(Problem to solve): Copy out, word for word, everything in the listing from the line containing "of the distant" down to the end of the listing, including both ends.

Excerpts of pointing data
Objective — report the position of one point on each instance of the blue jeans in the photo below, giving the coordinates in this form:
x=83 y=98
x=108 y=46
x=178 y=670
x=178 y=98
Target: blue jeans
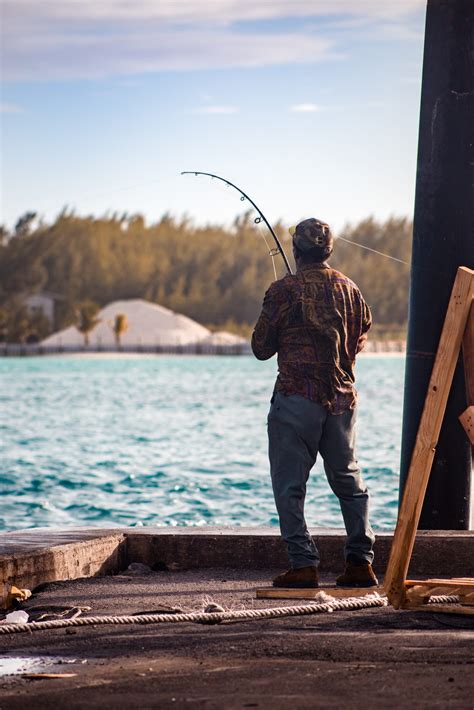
x=297 y=430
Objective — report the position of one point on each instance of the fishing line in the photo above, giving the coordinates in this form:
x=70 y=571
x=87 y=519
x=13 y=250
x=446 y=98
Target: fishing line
x=375 y=251
x=243 y=198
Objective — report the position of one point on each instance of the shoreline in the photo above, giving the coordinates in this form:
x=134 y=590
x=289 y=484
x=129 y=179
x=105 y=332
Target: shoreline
x=378 y=348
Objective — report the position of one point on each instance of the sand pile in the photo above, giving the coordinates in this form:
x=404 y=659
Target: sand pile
x=147 y=324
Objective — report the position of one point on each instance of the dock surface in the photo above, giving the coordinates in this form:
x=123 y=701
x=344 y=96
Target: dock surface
x=369 y=658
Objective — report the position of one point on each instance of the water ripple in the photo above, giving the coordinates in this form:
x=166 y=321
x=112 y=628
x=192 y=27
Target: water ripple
x=169 y=441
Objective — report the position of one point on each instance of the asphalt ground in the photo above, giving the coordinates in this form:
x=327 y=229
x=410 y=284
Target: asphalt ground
x=374 y=658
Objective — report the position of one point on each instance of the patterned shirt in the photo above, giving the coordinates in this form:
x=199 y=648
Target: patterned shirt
x=317 y=321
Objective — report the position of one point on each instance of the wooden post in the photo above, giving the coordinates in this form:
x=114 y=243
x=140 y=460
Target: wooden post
x=430 y=425
x=467 y=417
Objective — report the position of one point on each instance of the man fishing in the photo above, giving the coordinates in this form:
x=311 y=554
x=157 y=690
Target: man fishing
x=317 y=322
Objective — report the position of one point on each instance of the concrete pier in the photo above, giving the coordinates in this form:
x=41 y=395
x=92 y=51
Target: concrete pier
x=32 y=557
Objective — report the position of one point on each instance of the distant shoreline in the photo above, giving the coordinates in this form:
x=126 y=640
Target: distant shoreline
x=378 y=347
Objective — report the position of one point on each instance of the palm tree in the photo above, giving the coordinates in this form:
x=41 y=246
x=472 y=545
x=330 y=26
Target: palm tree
x=87 y=318
x=120 y=326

(Task answer):
Objective — report the position of one point on each instance of the distant shoreline in the photo above, giving the coordinates in this form:
x=126 y=640
Target: distant shoreline
x=378 y=347
Objective — report the position of one point on each instance of the palm tree in the photo above, giving the coordinates in this form:
x=41 y=246
x=472 y=545
x=330 y=26
Target: palm tree
x=87 y=318
x=120 y=326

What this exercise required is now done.